Count the lines below that contain the string "nursery", with case counting, and give only that number.

> [Extracted records]
══════

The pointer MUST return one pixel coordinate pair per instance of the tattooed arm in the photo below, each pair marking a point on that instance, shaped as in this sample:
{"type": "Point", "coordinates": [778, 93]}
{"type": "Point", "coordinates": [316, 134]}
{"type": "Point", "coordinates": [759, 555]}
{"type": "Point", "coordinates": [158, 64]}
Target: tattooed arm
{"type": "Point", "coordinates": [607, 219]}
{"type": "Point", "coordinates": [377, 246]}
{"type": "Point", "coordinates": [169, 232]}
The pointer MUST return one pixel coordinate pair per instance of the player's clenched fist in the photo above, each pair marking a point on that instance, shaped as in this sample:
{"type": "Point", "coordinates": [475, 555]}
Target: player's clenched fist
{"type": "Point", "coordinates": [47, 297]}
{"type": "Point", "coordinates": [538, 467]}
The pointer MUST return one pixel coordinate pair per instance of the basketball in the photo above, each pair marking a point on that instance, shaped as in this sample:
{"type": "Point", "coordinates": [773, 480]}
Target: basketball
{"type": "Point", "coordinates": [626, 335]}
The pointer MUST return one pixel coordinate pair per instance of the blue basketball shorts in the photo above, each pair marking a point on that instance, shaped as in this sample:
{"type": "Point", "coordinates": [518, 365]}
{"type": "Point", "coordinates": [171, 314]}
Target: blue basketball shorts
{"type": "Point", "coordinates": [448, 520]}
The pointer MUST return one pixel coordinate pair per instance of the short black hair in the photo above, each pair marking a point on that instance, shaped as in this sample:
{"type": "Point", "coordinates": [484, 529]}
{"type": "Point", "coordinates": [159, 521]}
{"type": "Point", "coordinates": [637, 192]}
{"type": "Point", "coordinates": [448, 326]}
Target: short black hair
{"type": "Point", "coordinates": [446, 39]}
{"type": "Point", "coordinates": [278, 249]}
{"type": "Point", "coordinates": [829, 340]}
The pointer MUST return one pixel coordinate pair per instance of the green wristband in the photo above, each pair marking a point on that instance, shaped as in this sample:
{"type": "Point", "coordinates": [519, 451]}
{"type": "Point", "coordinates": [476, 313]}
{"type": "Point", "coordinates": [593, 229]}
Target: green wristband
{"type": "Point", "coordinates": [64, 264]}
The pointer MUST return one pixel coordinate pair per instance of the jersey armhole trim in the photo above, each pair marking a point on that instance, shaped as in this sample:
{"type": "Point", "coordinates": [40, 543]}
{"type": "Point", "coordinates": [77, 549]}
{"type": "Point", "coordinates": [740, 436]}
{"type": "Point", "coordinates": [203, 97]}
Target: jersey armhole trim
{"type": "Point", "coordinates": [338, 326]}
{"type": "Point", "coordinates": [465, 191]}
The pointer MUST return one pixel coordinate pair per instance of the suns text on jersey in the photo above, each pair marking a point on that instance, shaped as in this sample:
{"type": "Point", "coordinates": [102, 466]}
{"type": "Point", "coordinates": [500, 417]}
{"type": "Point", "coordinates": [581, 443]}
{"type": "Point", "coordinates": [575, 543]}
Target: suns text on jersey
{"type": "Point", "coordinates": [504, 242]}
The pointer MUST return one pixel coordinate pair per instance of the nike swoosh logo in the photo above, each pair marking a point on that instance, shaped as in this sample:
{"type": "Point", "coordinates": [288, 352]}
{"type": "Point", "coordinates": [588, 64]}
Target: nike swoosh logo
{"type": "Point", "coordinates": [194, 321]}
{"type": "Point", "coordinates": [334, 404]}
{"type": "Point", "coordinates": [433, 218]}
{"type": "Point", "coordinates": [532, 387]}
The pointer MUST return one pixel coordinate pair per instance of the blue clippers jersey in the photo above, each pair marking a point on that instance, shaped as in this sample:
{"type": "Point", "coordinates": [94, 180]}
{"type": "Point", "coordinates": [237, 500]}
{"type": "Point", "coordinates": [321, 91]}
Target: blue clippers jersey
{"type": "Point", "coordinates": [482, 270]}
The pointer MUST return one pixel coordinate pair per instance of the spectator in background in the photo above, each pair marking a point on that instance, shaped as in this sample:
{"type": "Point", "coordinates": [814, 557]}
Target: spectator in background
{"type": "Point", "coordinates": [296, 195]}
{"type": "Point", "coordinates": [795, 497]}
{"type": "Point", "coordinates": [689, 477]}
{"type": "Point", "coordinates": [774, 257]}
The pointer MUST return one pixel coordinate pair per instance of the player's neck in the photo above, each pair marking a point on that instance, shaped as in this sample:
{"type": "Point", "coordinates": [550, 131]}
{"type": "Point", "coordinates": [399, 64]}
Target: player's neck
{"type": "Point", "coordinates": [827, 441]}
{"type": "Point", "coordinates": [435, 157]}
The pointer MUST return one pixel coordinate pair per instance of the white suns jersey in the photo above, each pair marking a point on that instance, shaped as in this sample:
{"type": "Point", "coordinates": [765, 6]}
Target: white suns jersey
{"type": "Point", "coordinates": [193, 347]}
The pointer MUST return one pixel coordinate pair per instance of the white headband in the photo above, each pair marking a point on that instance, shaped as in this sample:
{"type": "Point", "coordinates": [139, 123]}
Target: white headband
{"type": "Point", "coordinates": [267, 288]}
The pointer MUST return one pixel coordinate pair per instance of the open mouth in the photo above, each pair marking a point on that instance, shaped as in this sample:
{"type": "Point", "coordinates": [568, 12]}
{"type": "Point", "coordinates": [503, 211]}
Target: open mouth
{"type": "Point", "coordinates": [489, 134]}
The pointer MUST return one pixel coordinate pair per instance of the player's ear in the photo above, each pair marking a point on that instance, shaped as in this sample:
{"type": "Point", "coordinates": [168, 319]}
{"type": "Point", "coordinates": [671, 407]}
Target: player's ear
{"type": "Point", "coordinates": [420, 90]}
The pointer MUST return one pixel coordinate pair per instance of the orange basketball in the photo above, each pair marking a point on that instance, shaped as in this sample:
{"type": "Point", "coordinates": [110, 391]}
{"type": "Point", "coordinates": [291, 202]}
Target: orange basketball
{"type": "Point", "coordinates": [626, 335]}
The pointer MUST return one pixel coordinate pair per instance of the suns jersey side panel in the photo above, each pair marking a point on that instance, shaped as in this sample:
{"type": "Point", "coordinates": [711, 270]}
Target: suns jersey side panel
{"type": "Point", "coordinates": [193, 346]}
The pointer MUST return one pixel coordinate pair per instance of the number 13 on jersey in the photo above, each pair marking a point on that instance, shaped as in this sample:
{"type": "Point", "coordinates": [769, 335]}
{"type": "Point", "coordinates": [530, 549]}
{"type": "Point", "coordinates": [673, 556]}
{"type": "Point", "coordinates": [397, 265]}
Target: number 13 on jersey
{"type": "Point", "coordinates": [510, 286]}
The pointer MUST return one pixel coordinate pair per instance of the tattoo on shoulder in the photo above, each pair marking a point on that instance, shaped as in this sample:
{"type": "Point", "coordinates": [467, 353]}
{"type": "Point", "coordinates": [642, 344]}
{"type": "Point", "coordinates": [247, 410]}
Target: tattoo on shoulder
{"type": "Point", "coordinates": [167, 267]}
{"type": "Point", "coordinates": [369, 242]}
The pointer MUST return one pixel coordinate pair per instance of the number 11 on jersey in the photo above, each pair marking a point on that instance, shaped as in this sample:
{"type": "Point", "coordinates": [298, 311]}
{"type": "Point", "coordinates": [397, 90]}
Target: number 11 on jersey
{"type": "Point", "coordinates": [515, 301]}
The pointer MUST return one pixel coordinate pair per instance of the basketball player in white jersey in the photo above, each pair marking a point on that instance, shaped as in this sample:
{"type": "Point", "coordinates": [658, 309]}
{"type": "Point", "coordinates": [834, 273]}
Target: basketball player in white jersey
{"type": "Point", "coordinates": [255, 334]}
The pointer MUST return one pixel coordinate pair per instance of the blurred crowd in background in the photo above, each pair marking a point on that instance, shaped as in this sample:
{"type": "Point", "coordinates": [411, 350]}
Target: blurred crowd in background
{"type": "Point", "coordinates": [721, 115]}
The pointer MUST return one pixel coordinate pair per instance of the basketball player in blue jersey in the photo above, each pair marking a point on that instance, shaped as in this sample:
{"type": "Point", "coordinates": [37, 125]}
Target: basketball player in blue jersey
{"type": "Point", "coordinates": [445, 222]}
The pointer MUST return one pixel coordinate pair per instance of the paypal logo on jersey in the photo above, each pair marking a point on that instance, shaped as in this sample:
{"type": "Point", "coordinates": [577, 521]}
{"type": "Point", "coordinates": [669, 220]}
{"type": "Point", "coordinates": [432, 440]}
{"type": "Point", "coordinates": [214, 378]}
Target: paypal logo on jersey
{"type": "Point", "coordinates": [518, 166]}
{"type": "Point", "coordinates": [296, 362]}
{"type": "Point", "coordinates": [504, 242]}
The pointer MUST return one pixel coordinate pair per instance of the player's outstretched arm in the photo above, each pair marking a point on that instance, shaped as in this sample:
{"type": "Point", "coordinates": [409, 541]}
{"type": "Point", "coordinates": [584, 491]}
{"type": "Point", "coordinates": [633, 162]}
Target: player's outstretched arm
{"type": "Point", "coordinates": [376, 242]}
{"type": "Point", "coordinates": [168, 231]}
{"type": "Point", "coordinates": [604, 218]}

══════

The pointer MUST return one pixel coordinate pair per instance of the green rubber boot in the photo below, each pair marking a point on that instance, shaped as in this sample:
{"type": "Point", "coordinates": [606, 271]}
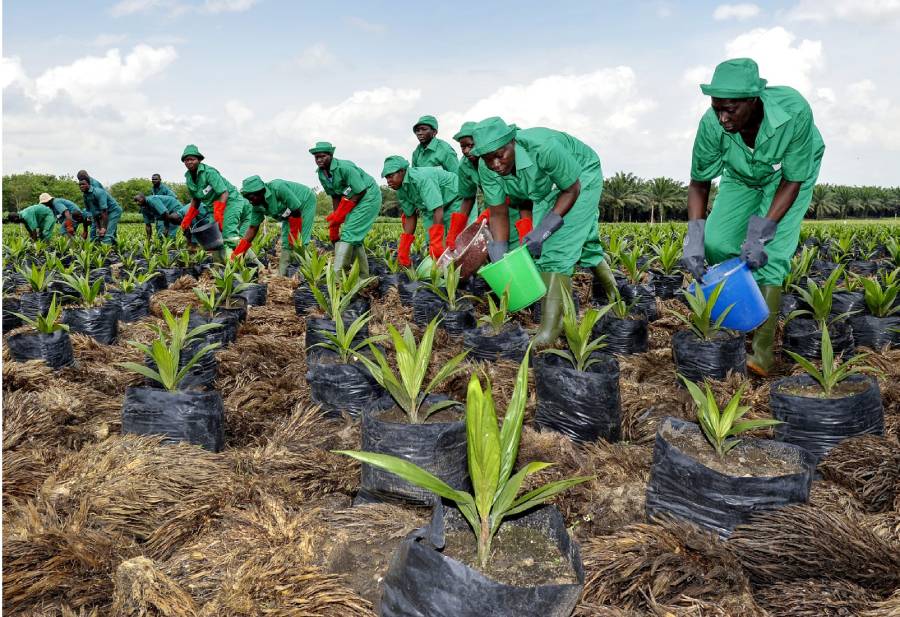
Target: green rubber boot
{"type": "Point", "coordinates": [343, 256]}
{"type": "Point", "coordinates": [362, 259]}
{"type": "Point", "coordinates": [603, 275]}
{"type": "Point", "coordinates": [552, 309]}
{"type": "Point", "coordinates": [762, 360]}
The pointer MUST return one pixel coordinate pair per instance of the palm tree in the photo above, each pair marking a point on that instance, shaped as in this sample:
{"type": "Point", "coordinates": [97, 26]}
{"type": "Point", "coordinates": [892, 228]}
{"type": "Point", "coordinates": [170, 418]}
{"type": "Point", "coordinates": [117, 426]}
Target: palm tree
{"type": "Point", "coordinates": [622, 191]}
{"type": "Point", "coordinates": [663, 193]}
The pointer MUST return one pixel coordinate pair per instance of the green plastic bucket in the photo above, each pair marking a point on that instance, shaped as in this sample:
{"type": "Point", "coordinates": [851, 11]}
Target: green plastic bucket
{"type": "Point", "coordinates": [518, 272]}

══════

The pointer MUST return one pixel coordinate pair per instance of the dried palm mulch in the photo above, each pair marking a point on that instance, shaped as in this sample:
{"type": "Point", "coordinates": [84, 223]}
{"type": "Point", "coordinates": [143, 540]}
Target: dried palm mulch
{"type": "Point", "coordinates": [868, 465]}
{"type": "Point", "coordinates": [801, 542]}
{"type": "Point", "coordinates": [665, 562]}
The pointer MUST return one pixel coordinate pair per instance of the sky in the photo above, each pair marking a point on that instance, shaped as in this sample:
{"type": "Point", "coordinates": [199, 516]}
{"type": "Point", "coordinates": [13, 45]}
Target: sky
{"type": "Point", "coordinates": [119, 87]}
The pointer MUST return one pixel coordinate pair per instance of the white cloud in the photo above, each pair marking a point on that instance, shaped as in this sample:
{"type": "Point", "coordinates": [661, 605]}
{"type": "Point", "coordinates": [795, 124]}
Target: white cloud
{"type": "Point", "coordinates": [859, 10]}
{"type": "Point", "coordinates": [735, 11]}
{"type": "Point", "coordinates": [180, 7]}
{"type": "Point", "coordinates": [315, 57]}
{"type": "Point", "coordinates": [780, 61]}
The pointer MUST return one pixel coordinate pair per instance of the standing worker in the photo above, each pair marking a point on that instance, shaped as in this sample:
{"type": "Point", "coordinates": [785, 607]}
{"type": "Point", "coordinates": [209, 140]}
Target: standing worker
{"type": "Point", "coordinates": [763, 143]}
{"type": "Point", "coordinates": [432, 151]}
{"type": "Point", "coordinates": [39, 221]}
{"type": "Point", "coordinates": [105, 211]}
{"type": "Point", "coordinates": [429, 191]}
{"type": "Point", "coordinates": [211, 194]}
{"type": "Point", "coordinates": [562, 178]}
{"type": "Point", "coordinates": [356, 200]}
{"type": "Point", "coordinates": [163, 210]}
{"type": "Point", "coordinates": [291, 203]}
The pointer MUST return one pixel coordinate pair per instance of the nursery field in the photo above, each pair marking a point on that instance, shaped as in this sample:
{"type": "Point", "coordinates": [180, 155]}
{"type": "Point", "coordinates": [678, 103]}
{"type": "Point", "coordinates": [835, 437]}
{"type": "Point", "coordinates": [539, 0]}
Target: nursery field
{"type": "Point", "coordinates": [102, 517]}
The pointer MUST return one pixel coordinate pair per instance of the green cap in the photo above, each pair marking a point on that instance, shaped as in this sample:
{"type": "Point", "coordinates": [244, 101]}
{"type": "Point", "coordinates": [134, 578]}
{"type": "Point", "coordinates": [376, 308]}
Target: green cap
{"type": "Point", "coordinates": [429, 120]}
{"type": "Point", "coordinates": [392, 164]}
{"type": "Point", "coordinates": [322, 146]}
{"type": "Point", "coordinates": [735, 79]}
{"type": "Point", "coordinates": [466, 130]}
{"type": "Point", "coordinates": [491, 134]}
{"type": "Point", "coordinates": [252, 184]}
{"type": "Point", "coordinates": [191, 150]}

══════

> [Solution to the problem] 2